*Page text*.
##############################
In TRLSK Nabokov often gives hints to the reader
about a particular pun or reference, but in a subreptitious way. I selected one example:
He
confused solitude with altitude and the Latin for
sun. He failed to realize that it was merely a dark corner.[...] he was
steadily cutting himself away from Life... and that the switch would not
function in his solarium.
The feeling I get is that he was still experimenting
with language ( there was no need to bring up "solarium" a few lines later,
excepet to stress his point).
And yet, I enjoy the mixture of letters ( alt/lat,
skipping an obvious "latitude") and the powerful alusions ( SK's lonely
dark corner gets no sun and is as high as an ivory
tower).
In his Foreword
to Bend Sinister his tone is more impatient:"The book teems
with stylistic distortions, such as puns crossed with anagrams[...], suggestive
neologisms[...]; parodies of narrative clichés[...]; spoonerisms[...]; and of
course the hybridization of tongues."
##############################
*Provided data*.

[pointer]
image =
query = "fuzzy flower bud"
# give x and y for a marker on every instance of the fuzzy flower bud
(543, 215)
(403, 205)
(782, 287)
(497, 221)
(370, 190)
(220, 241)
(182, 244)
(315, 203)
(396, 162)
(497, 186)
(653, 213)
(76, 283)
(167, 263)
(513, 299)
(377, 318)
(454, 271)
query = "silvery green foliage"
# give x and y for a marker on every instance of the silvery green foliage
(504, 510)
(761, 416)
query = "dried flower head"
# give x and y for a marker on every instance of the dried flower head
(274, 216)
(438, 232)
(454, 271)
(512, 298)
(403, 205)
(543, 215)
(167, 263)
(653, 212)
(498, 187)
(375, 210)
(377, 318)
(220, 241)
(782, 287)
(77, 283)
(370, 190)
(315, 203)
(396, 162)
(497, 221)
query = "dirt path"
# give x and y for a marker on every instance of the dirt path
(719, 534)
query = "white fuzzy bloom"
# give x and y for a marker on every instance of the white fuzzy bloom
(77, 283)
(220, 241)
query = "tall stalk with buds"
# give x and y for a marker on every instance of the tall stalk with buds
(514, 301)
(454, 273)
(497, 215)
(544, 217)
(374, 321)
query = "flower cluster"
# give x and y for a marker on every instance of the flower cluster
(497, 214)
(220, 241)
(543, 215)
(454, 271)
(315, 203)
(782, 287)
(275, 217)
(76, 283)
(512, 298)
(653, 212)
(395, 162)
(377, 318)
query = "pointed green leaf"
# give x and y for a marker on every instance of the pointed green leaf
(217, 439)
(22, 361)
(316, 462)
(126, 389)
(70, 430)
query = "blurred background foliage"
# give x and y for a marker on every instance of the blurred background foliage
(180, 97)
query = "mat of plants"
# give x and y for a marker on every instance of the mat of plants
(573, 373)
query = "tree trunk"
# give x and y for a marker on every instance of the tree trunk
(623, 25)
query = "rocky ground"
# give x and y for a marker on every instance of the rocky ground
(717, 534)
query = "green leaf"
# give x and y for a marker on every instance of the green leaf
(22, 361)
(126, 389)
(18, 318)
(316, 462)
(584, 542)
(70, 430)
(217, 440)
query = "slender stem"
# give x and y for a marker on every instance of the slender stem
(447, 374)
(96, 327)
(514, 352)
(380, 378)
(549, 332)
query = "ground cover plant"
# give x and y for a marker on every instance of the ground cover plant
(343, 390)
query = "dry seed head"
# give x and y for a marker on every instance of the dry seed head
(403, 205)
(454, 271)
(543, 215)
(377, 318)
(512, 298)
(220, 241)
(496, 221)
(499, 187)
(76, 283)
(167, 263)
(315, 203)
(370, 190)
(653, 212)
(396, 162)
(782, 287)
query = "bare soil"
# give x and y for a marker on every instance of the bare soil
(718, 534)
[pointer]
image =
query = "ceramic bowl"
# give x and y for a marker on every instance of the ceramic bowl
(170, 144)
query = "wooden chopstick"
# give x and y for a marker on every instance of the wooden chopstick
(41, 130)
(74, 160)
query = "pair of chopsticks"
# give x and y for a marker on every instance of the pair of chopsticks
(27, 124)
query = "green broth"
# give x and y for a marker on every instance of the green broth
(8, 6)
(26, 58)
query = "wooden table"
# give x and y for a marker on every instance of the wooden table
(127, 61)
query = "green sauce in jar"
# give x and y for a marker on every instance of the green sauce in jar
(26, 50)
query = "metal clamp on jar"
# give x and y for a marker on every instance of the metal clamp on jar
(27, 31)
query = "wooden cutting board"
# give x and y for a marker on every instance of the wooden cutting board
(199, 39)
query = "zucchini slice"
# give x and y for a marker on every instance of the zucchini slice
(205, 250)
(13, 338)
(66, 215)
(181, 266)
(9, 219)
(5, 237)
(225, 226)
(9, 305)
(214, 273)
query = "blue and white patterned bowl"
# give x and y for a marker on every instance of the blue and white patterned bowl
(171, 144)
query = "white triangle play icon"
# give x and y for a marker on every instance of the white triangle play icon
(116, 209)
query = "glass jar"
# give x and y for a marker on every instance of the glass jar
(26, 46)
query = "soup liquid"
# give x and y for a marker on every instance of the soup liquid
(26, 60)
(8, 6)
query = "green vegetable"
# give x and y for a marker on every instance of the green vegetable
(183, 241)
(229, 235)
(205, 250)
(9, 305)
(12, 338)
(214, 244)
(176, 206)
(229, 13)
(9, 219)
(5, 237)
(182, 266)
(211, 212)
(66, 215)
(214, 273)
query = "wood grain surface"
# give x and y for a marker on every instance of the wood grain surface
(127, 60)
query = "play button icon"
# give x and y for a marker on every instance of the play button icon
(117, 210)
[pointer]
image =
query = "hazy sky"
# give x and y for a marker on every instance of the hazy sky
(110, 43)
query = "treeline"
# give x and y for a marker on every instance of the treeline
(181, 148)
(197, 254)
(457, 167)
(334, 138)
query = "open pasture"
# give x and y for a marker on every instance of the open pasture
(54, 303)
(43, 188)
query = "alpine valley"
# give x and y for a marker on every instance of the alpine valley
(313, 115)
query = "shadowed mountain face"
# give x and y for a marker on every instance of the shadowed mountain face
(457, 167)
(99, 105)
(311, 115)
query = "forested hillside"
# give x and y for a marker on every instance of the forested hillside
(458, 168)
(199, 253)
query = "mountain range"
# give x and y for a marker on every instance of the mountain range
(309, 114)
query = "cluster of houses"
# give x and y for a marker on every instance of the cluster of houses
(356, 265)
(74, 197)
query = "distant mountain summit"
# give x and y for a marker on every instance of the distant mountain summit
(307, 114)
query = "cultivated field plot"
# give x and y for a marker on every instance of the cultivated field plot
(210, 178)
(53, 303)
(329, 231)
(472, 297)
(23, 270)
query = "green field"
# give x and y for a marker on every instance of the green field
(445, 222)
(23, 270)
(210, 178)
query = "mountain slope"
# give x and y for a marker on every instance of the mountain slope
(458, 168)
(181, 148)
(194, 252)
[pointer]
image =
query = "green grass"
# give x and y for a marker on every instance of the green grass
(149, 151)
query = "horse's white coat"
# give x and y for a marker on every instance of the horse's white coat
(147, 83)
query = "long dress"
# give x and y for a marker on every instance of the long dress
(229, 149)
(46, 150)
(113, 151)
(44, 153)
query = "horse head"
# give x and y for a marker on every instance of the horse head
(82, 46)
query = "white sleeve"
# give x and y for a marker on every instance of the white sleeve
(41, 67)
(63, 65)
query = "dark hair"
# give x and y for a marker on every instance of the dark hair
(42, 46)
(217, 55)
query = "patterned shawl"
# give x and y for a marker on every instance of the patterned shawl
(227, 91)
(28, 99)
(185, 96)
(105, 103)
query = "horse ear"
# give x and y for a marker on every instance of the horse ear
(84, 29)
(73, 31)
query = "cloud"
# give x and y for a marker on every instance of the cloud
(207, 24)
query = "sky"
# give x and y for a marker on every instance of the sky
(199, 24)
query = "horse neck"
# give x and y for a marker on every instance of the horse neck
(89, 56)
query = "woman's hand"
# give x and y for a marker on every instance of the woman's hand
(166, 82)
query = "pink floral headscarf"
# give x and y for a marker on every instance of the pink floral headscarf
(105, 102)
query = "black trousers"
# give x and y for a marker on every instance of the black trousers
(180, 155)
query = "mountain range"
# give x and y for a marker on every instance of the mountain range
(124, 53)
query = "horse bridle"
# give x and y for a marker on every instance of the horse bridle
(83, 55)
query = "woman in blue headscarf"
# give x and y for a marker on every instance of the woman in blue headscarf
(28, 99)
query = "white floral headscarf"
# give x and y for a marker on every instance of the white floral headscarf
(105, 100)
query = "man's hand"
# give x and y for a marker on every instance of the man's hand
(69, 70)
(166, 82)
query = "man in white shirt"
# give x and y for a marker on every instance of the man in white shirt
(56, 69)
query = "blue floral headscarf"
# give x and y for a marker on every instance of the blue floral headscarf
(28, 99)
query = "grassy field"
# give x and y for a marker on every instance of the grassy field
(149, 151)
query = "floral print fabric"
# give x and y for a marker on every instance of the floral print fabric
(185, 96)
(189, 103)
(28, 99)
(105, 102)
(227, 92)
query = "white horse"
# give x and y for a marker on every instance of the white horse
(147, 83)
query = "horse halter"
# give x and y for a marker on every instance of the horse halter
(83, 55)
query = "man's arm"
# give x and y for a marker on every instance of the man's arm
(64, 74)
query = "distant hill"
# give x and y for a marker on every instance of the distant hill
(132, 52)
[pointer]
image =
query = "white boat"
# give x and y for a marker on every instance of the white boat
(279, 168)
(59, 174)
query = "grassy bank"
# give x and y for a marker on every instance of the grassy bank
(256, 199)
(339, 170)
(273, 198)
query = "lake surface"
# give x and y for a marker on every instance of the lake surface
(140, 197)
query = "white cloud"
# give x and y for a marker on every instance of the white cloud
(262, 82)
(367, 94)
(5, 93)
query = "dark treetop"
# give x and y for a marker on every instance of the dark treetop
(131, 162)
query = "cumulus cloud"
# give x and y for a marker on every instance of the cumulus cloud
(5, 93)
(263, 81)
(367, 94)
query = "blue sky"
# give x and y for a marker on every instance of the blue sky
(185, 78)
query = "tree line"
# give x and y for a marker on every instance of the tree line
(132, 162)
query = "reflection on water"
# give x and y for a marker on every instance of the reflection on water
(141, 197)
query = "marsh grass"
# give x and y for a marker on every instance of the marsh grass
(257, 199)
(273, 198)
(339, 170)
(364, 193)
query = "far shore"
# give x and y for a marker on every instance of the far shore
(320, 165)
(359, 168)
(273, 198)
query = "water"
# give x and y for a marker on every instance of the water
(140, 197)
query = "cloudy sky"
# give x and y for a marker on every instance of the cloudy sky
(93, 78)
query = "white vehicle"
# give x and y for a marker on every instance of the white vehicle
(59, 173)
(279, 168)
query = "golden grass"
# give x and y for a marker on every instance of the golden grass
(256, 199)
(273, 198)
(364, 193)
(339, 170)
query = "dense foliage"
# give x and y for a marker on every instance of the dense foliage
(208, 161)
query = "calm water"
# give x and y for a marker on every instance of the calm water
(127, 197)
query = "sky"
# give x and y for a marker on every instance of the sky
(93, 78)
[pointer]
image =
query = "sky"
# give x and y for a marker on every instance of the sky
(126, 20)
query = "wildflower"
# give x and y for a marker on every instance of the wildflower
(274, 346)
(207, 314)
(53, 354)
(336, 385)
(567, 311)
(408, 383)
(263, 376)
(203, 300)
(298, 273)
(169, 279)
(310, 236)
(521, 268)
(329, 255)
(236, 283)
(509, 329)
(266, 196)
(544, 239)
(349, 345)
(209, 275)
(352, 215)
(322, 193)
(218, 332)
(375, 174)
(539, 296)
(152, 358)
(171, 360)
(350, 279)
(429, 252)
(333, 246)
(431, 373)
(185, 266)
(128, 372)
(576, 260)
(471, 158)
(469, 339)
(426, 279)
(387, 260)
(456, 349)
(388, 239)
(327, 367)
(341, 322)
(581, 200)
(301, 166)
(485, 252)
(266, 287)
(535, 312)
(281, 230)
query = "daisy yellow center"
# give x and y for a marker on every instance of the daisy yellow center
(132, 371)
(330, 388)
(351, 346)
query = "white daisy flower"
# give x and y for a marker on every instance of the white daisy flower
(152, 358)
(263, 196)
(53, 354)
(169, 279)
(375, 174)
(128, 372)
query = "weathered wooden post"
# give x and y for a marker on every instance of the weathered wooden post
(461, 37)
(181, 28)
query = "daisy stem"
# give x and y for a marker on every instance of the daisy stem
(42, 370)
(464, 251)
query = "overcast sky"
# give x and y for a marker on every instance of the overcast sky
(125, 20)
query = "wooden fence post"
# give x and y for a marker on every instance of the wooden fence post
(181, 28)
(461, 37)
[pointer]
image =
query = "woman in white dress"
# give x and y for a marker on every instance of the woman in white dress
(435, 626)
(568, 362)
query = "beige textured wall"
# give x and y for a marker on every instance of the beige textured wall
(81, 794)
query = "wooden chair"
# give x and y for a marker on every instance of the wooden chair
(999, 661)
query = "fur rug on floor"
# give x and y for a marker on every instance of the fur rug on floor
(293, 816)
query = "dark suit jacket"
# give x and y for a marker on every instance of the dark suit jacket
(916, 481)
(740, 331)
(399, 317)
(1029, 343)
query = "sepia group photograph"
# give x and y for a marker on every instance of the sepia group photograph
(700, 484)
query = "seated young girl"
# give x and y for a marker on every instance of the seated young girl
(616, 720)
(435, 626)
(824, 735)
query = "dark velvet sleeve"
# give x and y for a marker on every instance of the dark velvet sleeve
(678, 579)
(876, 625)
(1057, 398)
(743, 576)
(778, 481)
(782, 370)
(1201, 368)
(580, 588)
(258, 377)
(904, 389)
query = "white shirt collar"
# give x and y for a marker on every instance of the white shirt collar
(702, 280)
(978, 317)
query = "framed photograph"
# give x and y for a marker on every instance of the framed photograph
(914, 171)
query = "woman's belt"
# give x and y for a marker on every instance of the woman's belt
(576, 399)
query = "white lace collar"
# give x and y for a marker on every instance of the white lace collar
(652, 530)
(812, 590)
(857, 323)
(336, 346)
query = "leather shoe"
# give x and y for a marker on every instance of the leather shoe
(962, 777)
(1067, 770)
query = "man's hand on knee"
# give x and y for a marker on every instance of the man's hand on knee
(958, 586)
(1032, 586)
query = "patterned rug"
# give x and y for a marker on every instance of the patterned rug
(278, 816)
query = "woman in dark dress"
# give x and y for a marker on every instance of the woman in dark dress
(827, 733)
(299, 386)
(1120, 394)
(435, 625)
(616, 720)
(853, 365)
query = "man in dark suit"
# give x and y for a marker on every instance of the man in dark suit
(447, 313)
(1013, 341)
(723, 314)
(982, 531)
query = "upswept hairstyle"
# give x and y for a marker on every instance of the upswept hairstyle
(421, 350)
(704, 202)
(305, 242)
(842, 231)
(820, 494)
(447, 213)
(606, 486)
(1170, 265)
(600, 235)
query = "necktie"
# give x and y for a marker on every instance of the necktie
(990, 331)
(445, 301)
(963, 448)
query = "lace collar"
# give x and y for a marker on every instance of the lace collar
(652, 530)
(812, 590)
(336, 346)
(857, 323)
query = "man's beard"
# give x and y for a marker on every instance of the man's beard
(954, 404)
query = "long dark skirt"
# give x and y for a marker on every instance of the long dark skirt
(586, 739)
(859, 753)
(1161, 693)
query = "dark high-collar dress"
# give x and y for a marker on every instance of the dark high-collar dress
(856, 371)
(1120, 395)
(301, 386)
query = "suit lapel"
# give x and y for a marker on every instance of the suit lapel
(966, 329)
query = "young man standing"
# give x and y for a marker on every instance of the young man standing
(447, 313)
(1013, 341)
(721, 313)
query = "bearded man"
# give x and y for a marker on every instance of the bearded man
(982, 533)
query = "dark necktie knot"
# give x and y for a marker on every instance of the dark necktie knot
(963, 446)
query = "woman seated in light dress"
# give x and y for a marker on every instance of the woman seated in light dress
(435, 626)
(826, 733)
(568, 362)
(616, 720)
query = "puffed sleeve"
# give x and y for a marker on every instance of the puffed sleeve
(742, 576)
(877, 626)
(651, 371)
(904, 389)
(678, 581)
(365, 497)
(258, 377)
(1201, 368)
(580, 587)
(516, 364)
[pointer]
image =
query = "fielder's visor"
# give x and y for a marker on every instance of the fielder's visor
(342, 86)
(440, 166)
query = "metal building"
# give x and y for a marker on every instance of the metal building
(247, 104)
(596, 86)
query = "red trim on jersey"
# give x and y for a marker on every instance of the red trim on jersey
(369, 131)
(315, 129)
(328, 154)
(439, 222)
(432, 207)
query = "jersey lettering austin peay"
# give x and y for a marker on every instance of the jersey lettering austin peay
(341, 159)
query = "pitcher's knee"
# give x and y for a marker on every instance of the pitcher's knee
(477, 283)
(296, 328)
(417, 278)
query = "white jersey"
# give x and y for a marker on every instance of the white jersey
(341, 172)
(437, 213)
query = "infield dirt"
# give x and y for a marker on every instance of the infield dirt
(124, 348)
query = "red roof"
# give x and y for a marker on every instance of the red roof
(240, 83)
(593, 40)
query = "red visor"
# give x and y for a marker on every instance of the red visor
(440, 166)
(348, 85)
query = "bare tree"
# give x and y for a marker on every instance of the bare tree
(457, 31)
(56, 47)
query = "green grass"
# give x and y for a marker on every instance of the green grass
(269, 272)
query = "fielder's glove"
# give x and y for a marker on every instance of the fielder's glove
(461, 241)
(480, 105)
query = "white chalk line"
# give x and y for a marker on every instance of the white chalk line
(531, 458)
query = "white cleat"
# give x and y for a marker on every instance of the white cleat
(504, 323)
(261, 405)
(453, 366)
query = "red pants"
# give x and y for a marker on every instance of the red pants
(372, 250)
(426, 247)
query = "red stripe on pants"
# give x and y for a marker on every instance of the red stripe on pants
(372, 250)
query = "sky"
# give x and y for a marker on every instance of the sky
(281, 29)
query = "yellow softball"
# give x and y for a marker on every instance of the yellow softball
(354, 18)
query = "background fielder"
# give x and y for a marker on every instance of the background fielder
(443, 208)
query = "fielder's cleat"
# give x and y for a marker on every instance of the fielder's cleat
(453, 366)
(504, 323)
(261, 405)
##############################
*Actions to take*.
A - In the Nabokov passage, which obvious word does the writer say is skipped in the mixture of letters "alt/lat"?
B - Translate this sentence from the Nabokov passage into Spanish: "He failed to realize that it was merely a dark corner."
C - Summarize the Nabokov passage in two sentences.

*Expected outputs*.
A - "Latitude."

B - No se dio cuenta de que no era más que un rincón oscuro.

C - The writer says that in TRLSK Nabokov often hints at a pun or reference in a covert way, and gives one example that plays on solitude, altitude and the Latin for sun and then brings up "solarium," which suggests he was still experimenting with language. In his Foreword to Bend Sinister his tone is more impatient, as he lists the book's stylistic distortions, such as puns crossed with anagrams, suggestive neologisms, parodies of narrative clichés, spoonerisms and the hybridization of tongues.